## Compiti da svolgere:
[1] Elenca tutti i casi in cui, secondo l'estratto del documento, i titolari o i responsabili del trattamento devono nominare un DPO.
[2] In base all'estratto del documento, da quale data la nomina di un DPO diventa obbligatoria nei casi indicati?

DPO e modelli organizzativi in azienda

di | 26 January 2017

A partire dal 25 maggio 2018, i titolari o i responsabili del trattamento, come previsto dall’articolo 37 del GDPR – General Data Protection Regulation, dovranno obbligatoriamente nominare un DPO – Data protection Officer, nei seguenti specifici tre casi:

1.quando il trattamento è effettuato da un’autorità/ente pubblico;

2.quando il “core business” del Titolare o del Responsabile consiste di operazioni di trattamento, che richiedono il monitoraggio regolare e sistematico di interessati su larga scala; o

3.quando il “core business” del Titolare o del Responsabile consiste nel trattamento su larga scala di particolari categorie di dati personali o giudiziari.

## Dati forniti:

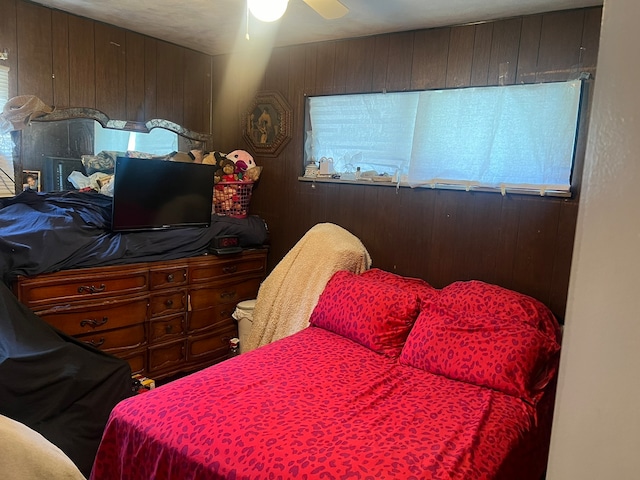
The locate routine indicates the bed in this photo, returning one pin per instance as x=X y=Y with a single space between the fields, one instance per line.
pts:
x=392 y=379
x=52 y=383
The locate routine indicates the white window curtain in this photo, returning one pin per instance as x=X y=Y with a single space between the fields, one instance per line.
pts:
x=518 y=137
x=370 y=131
x=514 y=137
x=158 y=141
x=7 y=179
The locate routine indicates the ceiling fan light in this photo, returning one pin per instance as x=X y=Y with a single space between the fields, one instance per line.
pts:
x=267 y=10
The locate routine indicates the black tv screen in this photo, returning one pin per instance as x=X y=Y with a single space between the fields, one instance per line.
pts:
x=158 y=194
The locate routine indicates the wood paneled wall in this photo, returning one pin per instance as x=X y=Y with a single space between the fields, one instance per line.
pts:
x=69 y=61
x=521 y=242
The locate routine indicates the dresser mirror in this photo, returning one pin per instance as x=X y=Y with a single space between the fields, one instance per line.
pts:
x=53 y=145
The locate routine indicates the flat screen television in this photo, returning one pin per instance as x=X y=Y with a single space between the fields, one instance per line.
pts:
x=158 y=194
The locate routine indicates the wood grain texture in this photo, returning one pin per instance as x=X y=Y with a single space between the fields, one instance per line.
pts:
x=520 y=242
x=60 y=58
x=9 y=40
x=34 y=52
x=82 y=66
x=170 y=82
x=135 y=77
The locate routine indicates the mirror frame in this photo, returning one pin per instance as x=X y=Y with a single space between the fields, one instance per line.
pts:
x=73 y=113
x=128 y=125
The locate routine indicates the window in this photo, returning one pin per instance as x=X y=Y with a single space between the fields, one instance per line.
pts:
x=507 y=138
x=7 y=179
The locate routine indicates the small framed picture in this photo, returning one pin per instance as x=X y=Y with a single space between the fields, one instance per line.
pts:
x=31 y=180
x=267 y=124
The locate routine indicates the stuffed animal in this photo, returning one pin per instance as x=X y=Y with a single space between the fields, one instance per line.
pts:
x=210 y=159
x=228 y=170
x=242 y=159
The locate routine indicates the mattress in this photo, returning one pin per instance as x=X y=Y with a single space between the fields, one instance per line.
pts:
x=317 y=405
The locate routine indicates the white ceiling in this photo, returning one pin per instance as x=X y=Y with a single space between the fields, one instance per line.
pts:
x=214 y=26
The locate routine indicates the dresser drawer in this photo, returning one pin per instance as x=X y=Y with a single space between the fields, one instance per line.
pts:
x=212 y=346
x=168 y=303
x=166 y=328
x=224 y=268
x=137 y=359
x=62 y=287
x=212 y=317
x=166 y=356
x=168 y=277
x=113 y=341
x=206 y=297
x=96 y=316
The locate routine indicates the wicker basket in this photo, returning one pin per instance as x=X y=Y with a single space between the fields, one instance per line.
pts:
x=232 y=199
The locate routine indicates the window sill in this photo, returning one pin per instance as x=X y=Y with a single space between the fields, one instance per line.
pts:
x=517 y=191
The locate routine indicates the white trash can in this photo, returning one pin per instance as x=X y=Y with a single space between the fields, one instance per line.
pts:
x=244 y=315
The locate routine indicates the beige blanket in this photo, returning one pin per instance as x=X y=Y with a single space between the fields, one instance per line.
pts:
x=27 y=455
x=289 y=294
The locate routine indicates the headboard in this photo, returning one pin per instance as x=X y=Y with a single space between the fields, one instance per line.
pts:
x=52 y=142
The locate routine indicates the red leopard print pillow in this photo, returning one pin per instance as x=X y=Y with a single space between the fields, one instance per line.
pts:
x=478 y=298
x=422 y=289
x=372 y=313
x=486 y=341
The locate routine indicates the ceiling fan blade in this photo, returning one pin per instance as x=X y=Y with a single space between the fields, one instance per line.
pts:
x=329 y=9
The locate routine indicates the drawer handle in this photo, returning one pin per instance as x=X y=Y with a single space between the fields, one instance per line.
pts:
x=94 y=323
x=95 y=344
x=91 y=289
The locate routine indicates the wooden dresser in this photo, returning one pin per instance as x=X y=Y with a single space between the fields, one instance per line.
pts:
x=162 y=317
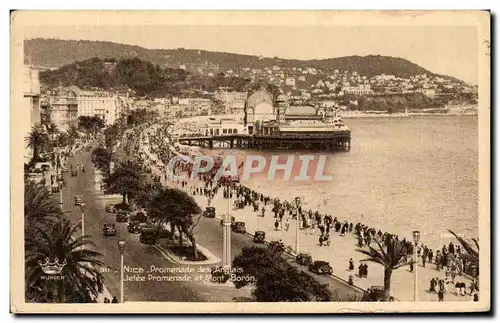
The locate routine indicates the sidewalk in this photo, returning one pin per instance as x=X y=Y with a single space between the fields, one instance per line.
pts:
x=339 y=252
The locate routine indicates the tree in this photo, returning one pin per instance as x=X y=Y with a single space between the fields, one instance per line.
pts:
x=274 y=279
x=38 y=141
x=471 y=250
x=112 y=135
x=127 y=179
x=180 y=210
x=101 y=158
x=81 y=282
x=62 y=139
x=40 y=209
x=52 y=130
x=391 y=257
x=73 y=133
x=90 y=124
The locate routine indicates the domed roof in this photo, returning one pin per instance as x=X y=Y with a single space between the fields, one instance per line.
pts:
x=258 y=97
x=305 y=110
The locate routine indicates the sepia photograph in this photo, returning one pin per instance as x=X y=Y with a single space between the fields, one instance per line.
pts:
x=250 y=161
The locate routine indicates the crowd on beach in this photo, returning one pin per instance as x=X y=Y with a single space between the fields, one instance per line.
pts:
x=449 y=258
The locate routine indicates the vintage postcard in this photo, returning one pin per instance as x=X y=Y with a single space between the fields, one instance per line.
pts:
x=250 y=162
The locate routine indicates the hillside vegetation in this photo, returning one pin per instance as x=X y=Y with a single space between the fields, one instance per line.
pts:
x=56 y=53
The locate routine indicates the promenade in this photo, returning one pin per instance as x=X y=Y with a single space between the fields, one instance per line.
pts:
x=338 y=253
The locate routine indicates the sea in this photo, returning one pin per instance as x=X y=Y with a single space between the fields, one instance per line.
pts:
x=400 y=175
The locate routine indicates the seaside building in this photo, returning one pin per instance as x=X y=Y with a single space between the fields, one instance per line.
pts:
x=234 y=102
x=61 y=107
x=31 y=101
x=102 y=104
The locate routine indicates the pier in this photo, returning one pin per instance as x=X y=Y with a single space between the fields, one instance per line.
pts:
x=336 y=141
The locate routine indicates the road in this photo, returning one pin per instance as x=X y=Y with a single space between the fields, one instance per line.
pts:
x=136 y=255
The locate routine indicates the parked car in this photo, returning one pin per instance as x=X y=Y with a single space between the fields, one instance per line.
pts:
x=374 y=294
x=79 y=200
x=259 y=237
x=321 y=267
x=121 y=216
x=239 y=227
x=304 y=259
x=109 y=230
x=133 y=227
x=149 y=235
x=232 y=221
x=139 y=217
x=110 y=208
x=209 y=212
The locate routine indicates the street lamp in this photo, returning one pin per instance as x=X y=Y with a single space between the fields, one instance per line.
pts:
x=61 y=182
x=82 y=208
x=226 y=238
x=297 y=202
x=121 y=246
x=416 y=238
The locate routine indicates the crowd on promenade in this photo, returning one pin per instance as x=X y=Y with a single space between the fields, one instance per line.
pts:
x=449 y=258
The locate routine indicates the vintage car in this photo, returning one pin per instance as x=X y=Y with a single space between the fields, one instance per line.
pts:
x=238 y=227
x=110 y=208
x=374 y=294
x=149 y=236
x=79 y=200
x=139 y=217
x=133 y=227
x=259 y=237
x=304 y=259
x=109 y=230
x=232 y=221
x=320 y=267
x=209 y=212
x=121 y=216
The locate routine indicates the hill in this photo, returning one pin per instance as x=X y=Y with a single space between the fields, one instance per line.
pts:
x=145 y=78
x=57 y=53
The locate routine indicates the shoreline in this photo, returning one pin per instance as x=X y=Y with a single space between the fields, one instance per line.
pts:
x=443 y=238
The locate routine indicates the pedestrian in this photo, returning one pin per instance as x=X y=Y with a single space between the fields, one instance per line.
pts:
x=440 y=296
x=351 y=264
x=432 y=285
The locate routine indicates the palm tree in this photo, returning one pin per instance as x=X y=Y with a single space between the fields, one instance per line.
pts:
x=52 y=129
x=73 y=133
x=40 y=209
x=128 y=179
x=37 y=140
x=471 y=251
x=391 y=257
x=81 y=282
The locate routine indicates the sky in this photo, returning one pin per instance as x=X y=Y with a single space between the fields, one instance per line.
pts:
x=448 y=50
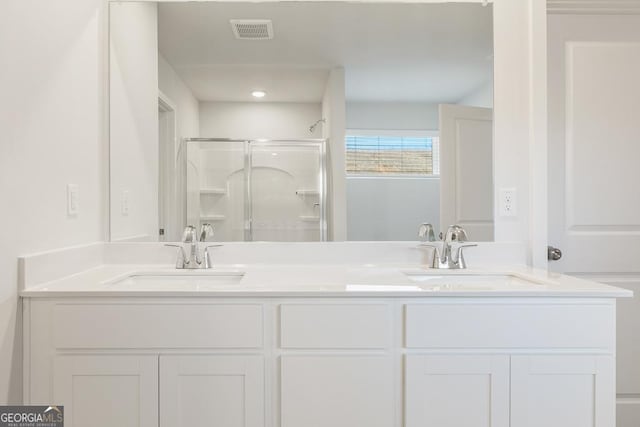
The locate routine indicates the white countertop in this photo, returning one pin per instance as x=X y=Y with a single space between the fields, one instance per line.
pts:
x=291 y=280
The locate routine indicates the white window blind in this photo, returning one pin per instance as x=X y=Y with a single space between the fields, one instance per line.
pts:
x=392 y=155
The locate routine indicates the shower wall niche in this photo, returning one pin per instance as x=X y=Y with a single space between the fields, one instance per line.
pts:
x=257 y=190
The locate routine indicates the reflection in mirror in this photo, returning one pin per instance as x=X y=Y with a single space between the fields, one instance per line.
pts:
x=300 y=121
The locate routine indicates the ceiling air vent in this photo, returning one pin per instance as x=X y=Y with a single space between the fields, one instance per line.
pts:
x=252 y=29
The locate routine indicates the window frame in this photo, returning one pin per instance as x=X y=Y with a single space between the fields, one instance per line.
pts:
x=404 y=133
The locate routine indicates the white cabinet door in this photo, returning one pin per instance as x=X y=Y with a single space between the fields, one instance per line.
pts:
x=562 y=391
x=107 y=391
x=457 y=391
x=337 y=391
x=225 y=391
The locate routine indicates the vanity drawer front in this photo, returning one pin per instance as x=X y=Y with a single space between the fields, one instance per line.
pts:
x=335 y=326
x=131 y=326
x=510 y=325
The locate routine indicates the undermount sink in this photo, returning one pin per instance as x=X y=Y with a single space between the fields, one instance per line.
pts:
x=435 y=280
x=180 y=280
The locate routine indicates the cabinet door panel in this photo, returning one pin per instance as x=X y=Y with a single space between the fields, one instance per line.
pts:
x=221 y=390
x=457 y=391
x=562 y=391
x=337 y=391
x=107 y=391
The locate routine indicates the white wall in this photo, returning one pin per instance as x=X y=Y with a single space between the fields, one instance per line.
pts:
x=51 y=120
x=392 y=115
x=481 y=97
x=134 y=119
x=187 y=106
x=254 y=120
x=391 y=208
x=333 y=110
x=187 y=116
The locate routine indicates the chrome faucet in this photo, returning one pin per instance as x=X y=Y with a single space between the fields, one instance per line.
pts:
x=197 y=258
x=448 y=252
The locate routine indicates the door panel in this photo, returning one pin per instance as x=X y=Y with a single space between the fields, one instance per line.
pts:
x=337 y=391
x=466 y=170
x=594 y=202
x=562 y=391
x=214 y=390
x=107 y=391
x=437 y=387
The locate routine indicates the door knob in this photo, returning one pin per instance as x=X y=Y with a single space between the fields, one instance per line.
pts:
x=553 y=254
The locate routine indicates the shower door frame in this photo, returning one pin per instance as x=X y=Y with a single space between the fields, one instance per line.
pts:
x=248 y=143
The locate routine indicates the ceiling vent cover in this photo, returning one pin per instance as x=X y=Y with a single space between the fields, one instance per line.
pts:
x=252 y=29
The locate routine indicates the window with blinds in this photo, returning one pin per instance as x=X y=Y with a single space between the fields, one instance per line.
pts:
x=390 y=155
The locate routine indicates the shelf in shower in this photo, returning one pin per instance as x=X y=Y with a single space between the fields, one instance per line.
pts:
x=212 y=217
x=307 y=192
x=213 y=191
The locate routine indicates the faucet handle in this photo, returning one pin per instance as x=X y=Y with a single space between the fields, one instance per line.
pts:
x=455 y=233
x=183 y=254
x=456 y=253
x=189 y=235
x=439 y=254
x=207 y=258
x=206 y=232
x=425 y=232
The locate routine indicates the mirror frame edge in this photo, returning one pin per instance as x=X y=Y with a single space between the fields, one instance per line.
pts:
x=520 y=152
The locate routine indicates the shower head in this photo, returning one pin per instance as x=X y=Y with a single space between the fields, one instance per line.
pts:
x=312 y=128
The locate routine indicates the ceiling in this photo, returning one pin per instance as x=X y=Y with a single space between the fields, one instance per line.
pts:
x=435 y=53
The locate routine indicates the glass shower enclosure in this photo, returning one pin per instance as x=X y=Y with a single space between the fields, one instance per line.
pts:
x=257 y=190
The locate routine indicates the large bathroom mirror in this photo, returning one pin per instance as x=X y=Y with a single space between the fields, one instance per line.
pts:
x=300 y=121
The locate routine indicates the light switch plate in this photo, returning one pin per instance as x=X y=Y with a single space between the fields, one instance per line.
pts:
x=124 y=203
x=73 y=200
x=508 y=202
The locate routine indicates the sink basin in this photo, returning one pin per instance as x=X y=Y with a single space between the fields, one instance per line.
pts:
x=179 y=281
x=437 y=281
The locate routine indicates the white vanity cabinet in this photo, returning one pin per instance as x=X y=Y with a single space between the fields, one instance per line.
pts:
x=220 y=390
x=106 y=390
x=457 y=390
x=323 y=362
x=336 y=364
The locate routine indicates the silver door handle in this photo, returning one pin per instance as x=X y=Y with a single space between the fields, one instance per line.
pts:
x=553 y=254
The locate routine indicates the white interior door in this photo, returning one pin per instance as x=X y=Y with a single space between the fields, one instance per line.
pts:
x=466 y=170
x=594 y=152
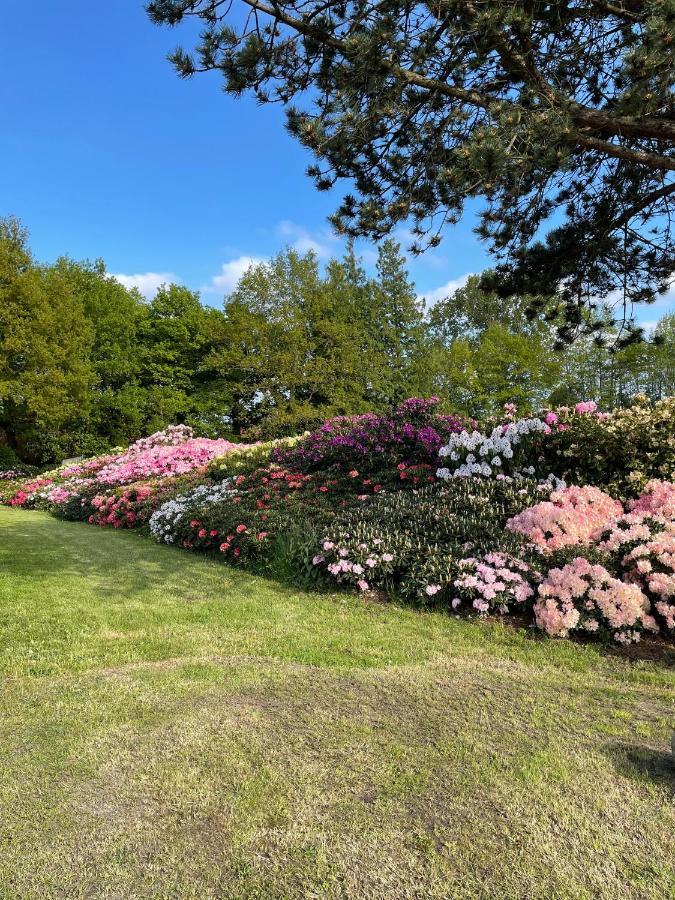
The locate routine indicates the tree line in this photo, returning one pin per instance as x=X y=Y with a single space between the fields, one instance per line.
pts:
x=87 y=364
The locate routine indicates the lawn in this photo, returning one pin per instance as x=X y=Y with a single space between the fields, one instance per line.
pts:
x=173 y=728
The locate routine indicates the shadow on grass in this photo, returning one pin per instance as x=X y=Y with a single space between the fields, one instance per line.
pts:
x=644 y=764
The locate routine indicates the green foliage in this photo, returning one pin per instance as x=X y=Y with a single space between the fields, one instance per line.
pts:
x=416 y=538
x=45 y=372
x=538 y=108
x=86 y=364
x=247 y=459
x=621 y=451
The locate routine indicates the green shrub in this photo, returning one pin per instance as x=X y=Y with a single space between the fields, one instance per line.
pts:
x=246 y=460
x=404 y=542
x=620 y=451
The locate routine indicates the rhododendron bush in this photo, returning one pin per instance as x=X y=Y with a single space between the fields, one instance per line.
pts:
x=586 y=597
x=412 y=434
x=569 y=518
x=480 y=519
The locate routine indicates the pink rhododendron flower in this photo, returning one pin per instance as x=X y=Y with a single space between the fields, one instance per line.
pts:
x=571 y=517
x=582 y=595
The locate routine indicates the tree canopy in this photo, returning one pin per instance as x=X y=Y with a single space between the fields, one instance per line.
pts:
x=86 y=364
x=561 y=115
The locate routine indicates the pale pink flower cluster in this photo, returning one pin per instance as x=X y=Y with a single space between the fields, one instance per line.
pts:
x=586 y=406
x=571 y=517
x=585 y=596
x=651 y=564
x=494 y=581
x=163 y=460
x=657 y=500
x=168 y=437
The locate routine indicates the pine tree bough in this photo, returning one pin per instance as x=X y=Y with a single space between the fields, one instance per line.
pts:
x=560 y=115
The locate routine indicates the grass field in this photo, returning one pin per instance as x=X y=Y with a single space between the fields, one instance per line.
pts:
x=172 y=728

## Soluzioni ai compiti:
[1]
1. Quando il trattamento è effettuato da un'autorità o da un ente pubblico.
2. Quando il "core business" del Titolare o del Responsabile consiste in operazioni di trattamento che richiedono il monitoraggio regolare e sistematico di interessati su larga scala.
3. Quando il "core business" del Titolare o del Responsabile consiste nel trattamento su larga scala di particolari categorie di dati personali o giudiziari.

[2] Dal 25 maggio 2018.